__Text block__.

I have a Procedure in Oracle that takes a varchar2
paramater. Based on the value of that parameter, I need to define a cursor. The cursor will operate on diff
you will need a REF CURSOR and open it conditionaly, for example:
SQL> CREATE OR REPLACE PROCEDURE GET_RECORDS(v_action IN VARCHAR2) IS
2 v_thing VARCHAR2(10);
3 get_records SYS_REFCURSOR;
4 BEGIN
5 IF (v_action = 'DO THIS') THEN
6 OPEN get_records FOR
7 SELECT 1 FROM dual;
8 ELSE
9 OPEN get_records FOR
10 SELECT 2 FROM dual;
11 END IF;
12
13 LOOP
14 FETCH get_records INTO v_thing;
15 EXIT WHEN get_records%NOTFOUND;
16 /* do things */
17 dbms_output.put_line(v_thing);
18 END LOOP;
19 CLOSE get_records;
20 END;
21 /
Procedure created
SQL> exec get_records ('DO THIS');
1
PL/SQL procedure successfully completed
SQL> exec get_records ('DO THAT');
2
PL/SQL procedure successfully completed
You can even use the condition inside the implicit for loop. Without cursor declaration or SYS_REFCURSOR
(I dislike them sorry) - I mean you can use your variables, here v_action
, inside implicit cursor declaration:
BEGIN
FOR this_cur IN (
SELECT * FROM <THIS>
WHERE v_action = 'DO THIS'
) LOOP
<<do something>>
END LOOP;
FOR that_cur IN (
SELECT * FROM <THIS>
WHERE v_action <> 'DO THIS'
) LOOP
<<do something else>>
END LOOP;
END IF;
END;
I would probably code something like this (where the two loops may call the same functions)

__Given problem__.
Reproduce the entire Oracle cursor discussion above, word for word and line by line.

__Listed entries__.
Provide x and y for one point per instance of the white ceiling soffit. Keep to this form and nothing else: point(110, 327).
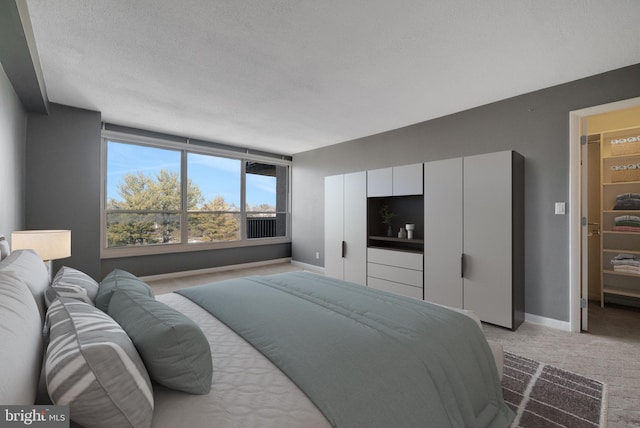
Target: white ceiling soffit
point(290, 76)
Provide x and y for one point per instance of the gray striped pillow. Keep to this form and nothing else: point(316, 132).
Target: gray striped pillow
point(92, 366)
point(70, 282)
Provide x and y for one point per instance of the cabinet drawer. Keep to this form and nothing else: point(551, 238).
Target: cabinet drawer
point(396, 288)
point(395, 258)
point(395, 274)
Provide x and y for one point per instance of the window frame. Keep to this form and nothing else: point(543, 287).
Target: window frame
point(185, 146)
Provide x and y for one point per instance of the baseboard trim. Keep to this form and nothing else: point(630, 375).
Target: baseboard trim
point(182, 274)
point(309, 267)
point(548, 322)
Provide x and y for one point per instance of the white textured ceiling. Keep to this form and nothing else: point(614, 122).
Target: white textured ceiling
point(290, 76)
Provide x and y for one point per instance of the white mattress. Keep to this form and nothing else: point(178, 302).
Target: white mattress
point(247, 389)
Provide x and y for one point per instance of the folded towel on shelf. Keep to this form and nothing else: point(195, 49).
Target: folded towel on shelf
point(618, 228)
point(628, 196)
point(626, 218)
point(627, 262)
point(627, 269)
point(625, 256)
point(627, 204)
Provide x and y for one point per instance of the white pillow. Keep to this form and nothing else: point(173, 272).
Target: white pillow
point(20, 342)
point(93, 367)
point(70, 282)
point(28, 266)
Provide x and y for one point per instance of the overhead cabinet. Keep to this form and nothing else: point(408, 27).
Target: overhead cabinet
point(345, 235)
point(396, 181)
point(474, 235)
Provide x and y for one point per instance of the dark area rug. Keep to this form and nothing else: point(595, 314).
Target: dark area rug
point(545, 396)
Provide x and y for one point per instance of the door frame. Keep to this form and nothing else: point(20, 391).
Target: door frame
point(575, 201)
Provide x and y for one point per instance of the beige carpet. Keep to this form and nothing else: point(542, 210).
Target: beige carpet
point(609, 353)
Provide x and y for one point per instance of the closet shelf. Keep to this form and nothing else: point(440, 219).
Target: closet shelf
point(616, 250)
point(616, 272)
point(620, 183)
point(621, 292)
point(615, 232)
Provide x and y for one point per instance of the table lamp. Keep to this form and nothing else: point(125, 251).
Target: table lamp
point(48, 244)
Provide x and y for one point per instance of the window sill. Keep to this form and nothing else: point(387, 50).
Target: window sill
point(148, 250)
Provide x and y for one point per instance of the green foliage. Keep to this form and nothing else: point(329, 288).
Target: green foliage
point(148, 212)
point(214, 223)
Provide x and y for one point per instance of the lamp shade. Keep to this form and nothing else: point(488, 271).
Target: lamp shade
point(49, 244)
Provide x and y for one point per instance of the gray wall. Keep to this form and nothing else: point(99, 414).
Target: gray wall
point(63, 192)
point(13, 131)
point(63, 180)
point(534, 124)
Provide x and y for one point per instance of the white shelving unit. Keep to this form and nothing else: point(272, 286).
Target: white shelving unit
point(614, 183)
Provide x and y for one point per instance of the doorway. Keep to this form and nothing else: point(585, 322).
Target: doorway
point(589, 263)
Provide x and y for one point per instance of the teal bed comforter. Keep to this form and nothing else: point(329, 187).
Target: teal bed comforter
point(366, 358)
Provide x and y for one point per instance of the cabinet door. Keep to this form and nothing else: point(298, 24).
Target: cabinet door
point(443, 232)
point(355, 227)
point(407, 180)
point(380, 182)
point(333, 225)
point(488, 237)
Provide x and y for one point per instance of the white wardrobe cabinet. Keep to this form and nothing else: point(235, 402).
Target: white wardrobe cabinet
point(474, 235)
point(397, 181)
point(345, 228)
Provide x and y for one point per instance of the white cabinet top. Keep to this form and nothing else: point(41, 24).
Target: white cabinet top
point(407, 180)
point(396, 181)
point(380, 182)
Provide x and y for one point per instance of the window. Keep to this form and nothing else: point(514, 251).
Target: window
point(161, 198)
point(266, 202)
point(214, 198)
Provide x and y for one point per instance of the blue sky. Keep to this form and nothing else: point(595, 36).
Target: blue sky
point(214, 175)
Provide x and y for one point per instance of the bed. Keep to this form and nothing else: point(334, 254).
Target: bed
point(351, 358)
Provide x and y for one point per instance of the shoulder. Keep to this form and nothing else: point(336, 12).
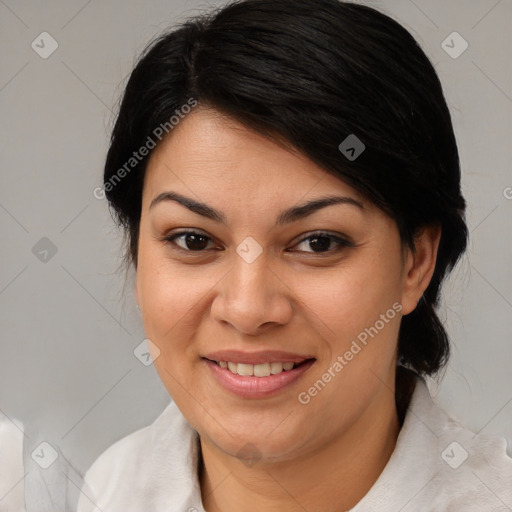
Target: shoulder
point(469, 471)
point(439, 465)
point(131, 473)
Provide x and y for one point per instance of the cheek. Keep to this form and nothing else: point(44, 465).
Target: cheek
point(353, 296)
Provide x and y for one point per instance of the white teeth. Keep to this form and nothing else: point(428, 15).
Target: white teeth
point(276, 368)
point(258, 370)
point(245, 369)
point(262, 370)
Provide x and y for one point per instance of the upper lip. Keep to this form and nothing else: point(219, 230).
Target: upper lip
point(265, 356)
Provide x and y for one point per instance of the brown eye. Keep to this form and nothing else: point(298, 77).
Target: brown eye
point(190, 241)
point(321, 243)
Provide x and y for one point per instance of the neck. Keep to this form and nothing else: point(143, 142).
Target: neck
point(332, 478)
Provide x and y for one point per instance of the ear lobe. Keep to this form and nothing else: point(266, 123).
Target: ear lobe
point(420, 266)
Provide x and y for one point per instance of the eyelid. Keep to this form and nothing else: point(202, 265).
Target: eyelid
point(342, 241)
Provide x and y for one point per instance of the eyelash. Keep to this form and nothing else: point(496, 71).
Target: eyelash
point(342, 243)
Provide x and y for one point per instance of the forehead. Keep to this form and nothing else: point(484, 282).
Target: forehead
point(210, 154)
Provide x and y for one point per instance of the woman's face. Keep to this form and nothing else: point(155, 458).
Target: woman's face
point(257, 285)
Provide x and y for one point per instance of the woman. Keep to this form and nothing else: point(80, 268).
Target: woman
point(288, 180)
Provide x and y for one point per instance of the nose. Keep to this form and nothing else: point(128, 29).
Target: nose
point(252, 297)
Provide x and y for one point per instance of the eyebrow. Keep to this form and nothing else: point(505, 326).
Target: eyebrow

__Task solution__.
I have a Procedure in Oracle that takes a varchar2
paramater. Based on the value of that parameter, I need to define a cursor. The cursor will operate on diff
you will need a REF CURSOR and open it conditionaly, for example:
SQL> CREATE OR REPLACE PROCEDURE GET_RECORDS(v_action IN VARCHAR2) IS
2 v_thing VARCHAR2(10);
3 get_records SYS_REFCURSOR;
4 BEGIN
5 IF (v_action = 'DO THIS') THEN
6 OPEN get_records FOR
7 SELECT 1 FROM dual;
8 ELSE
9 OPEN get_records FOR
10 SELECT 2 FROM dual;
11 END IF;
12
13 LOOP
14 FETCH get_records INTO v_thing;
15 EXIT WHEN get_records%NOTFOUND;
16 /* do things */
17 dbms_output.put_line(v_thing);
18 END LOOP;
19 CLOSE get_records;
20 END;
21 /
Procedure created
SQL> exec get_records ('DO THIS');
1
PL/SQL procedure successfully completed
SQL> exec get_records ('DO THAT');
2
PL/SQL procedure successfully completed
You can even use the condition inside the implicit for loop. Without cursor declaration or SYS_REFCURSOR
(I dislike them sorry) - I mean you can use your variables, here v_action
, inside implicit cursor declaration:
BEGIN
FOR this_cur IN (
SELECT * FROM <THIS>
WHERE v_action = 'DO THIS'
) LOOP
<<do something>>
END LOOP;
FOR that_cur IN (
SELECT * FROM <THIS>
WHERE v_action <> 'DO THIS'
) LOOP
<<do something else>>
END LOOP;
END IF;
END;
I would probably code something like this (where the two loops may call the same functions)